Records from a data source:
**********
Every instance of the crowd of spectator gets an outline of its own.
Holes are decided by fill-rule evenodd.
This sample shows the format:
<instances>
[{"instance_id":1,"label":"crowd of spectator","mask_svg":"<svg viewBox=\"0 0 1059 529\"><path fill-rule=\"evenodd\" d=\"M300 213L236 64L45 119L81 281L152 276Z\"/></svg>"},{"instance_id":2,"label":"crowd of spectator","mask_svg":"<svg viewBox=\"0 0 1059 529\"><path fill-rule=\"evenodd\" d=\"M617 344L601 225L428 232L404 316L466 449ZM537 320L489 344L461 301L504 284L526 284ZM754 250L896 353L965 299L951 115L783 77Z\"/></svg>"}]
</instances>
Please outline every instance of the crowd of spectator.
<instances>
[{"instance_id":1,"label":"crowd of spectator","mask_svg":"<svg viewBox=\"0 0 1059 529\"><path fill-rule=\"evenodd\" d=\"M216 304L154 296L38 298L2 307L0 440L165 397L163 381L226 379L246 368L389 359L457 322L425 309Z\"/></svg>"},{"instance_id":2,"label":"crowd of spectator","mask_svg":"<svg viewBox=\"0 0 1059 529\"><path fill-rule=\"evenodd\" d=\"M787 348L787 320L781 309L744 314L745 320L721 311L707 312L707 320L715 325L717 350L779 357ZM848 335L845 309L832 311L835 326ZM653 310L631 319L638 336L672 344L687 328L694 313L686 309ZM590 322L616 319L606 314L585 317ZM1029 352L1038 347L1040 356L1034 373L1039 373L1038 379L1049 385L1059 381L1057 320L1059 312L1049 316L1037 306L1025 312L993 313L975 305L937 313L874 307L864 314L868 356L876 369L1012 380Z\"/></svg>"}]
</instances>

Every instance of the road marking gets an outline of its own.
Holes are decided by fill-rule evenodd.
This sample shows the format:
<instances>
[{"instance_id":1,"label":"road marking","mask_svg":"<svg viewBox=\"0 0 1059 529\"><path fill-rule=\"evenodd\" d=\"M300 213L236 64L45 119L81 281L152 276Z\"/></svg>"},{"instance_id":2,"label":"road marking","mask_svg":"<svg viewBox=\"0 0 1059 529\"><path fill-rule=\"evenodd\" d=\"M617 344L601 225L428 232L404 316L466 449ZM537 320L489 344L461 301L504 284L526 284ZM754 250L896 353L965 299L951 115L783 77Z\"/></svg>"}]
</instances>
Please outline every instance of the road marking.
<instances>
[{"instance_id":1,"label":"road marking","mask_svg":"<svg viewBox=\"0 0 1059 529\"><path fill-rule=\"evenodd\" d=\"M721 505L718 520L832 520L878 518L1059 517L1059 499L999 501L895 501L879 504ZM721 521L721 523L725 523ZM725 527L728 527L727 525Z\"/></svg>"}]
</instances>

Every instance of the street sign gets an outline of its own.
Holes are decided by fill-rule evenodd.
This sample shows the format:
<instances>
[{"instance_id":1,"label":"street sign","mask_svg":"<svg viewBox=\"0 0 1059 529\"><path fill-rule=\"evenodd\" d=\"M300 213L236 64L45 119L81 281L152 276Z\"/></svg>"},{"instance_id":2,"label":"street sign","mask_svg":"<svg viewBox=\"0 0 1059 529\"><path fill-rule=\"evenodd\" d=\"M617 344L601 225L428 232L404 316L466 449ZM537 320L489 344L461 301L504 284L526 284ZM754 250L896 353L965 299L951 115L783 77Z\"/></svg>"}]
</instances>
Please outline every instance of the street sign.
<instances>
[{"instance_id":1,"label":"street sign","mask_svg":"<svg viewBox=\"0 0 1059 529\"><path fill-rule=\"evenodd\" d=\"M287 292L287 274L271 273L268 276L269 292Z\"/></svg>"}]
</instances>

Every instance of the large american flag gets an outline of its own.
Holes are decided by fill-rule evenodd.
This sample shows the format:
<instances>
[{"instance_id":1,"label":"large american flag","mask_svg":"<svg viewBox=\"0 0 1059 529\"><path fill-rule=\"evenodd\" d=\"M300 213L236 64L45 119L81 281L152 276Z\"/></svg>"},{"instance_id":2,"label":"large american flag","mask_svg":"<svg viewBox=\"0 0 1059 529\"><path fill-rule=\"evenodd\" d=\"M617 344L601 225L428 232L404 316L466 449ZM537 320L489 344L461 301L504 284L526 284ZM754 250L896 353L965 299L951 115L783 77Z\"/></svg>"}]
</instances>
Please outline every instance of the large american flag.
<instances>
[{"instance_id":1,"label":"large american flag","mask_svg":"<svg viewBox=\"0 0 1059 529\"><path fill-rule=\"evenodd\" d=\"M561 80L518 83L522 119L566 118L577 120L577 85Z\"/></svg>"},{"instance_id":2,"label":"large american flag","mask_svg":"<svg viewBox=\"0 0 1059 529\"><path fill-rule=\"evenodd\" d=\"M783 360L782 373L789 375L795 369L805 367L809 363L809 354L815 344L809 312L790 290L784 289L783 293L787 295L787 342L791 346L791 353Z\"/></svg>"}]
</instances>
**********
Task to carry out
The records above should be duplicated in full, exactly as given.

Correct response
Every instance of the crowd of spectator gets an outline of its own.
Holes are decided by fill-rule evenodd.
This sample shows the format:
<instances>
[{"instance_id":1,"label":"crowd of spectator","mask_svg":"<svg viewBox=\"0 0 1059 529\"><path fill-rule=\"evenodd\" d=\"M300 213L236 64L45 119L81 281L152 276Z\"/></svg>"},{"instance_id":2,"label":"crowd of spectator","mask_svg":"<svg viewBox=\"0 0 1059 529\"><path fill-rule=\"evenodd\" d=\"M617 344L601 225L428 232L404 316L466 449ZM537 320L489 344L461 301L504 284L526 284ZM754 250L896 353L965 299L951 115L783 77Z\"/></svg>"}]
</instances>
Please outline every instance of the crowd of spectator.
<instances>
[{"instance_id":1,"label":"crowd of spectator","mask_svg":"<svg viewBox=\"0 0 1059 529\"><path fill-rule=\"evenodd\" d=\"M216 304L154 296L38 298L2 307L0 440L165 397L163 381L226 379L246 368L389 359L457 322L425 309Z\"/></svg>"},{"instance_id":2,"label":"crowd of spectator","mask_svg":"<svg viewBox=\"0 0 1059 529\"><path fill-rule=\"evenodd\" d=\"M787 348L787 320L781 309L744 314L745 320L721 311L707 312L707 320L715 325L717 350L779 357ZM848 335L845 309L832 311L835 326ZM653 310L631 319L638 336L672 344L687 328L694 313L686 309ZM590 322L616 319L606 314L585 317ZM1029 352L1038 347L1040 356L1034 373L1039 373L1038 379L1049 385L1059 381L1057 320L1059 312L1049 316L1037 306L1025 312L993 313L975 305L937 313L874 307L864 314L868 356L876 369L1012 380Z\"/></svg>"}]
</instances>

Every instance of the road marking gets an outline of its own.
Holes are decided by fill-rule evenodd.
This sample shows the format:
<instances>
[{"instance_id":1,"label":"road marking","mask_svg":"<svg viewBox=\"0 0 1059 529\"><path fill-rule=\"evenodd\" d=\"M300 213L236 64L45 119L81 281L152 276Z\"/></svg>"},{"instance_id":2,"label":"road marking","mask_svg":"<svg viewBox=\"0 0 1059 529\"><path fill-rule=\"evenodd\" d=\"M617 344L601 225L428 232L404 316L466 449ZM537 320L489 344L461 301L504 284L526 284ZM754 250L896 353L965 299L951 115L783 77Z\"/></svg>"}]
</instances>
Please outline every instance of the road marking.
<instances>
[{"instance_id":1,"label":"road marking","mask_svg":"<svg viewBox=\"0 0 1059 529\"><path fill-rule=\"evenodd\" d=\"M721 505L718 520L832 520L878 518L1059 517L1059 499L999 501L895 501L879 504ZM721 521L721 523L725 523ZM725 527L728 527L727 525Z\"/></svg>"}]
</instances>

Every instance of the street sign gets an outline of its own.
Holes are decided by fill-rule evenodd.
This sample shows the format:
<instances>
[{"instance_id":1,"label":"street sign","mask_svg":"<svg viewBox=\"0 0 1059 529\"><path fill-rule=\"evenodd\" d=\"M300 213L236 64L45 119L81 281L152 276Z\"/></svg>"},{"instance_id":2,"label":"street sign","mask_svg":"<svg viewBox=\"0 0 1059 529\"><path fill-rule=\"evenodd\" d=\"M617 344L601 225L428 232L404 316L466 449ZM537 320L489 344L461 301L504 284L526 284ZM754 250L896 353L965 299L951 115L783 77Z\"/></svg>"}]
</instances>
Please outline every instance of the street sign.
<instances>
[{"instance_id":1,"label":"street sign","mask_svg":"<svg viewBox=\"0 0 1059 529\"><path fill-rule=\"evenodd\" d=\"M287 292L287 274L271 273L268 276L269 292Z\"/></svg>"}]
</instances>

Every instance of the large american flag gets an outline of its own.
Holes are decided by fill-rule evenodd.
This sample shows the format:
<instances>
[{"instance_id":1,"label":"large american flag","mask_svg":"<svg viewBox=\"0 0 1059 529\"><path fill-rule=\"evenodd\" d=\"M300 213L236 64L45 119L81 281L152 276Z\"/></svg>"},{"instance_id":2,"label":"large american flag","mask_svg":"<svg viewBox=\"0 0 1059 529\"><path fill-rule=\"evenodd\" d=\"M617 344L601 225L428 232L404 316L466 449ZM537 320L489 344L461 301L504 284L526 284ZM754 250L896 353L965 299L951 115L783 77Z\"/></svg>"}]
</instances>
Please outline every instance of the large american flag.
<instances>
[{"instance_id":1,"label":"large american flag","mask_svg":"<svg viewBox=\"0 0 1059 529\"><path fill-rule=\"evenodd\" d=\"M561 80L518 83L522 119L566 118L577 120L577 85Z\"/></svg>"},{"instance_id":2,"label":"large american flag","mask_svg":"<svg viewBox=\"0 0 1059 529\"><path fill-rule=\"evenodd\" d=\"M783 360L782 373L789 375L795 369L805 367L809 363L809 354L815 344L809 312L790 290L784 289L783 293L787 295L787 342L791 346L791 353Z\"/></svg>"}]
</instances>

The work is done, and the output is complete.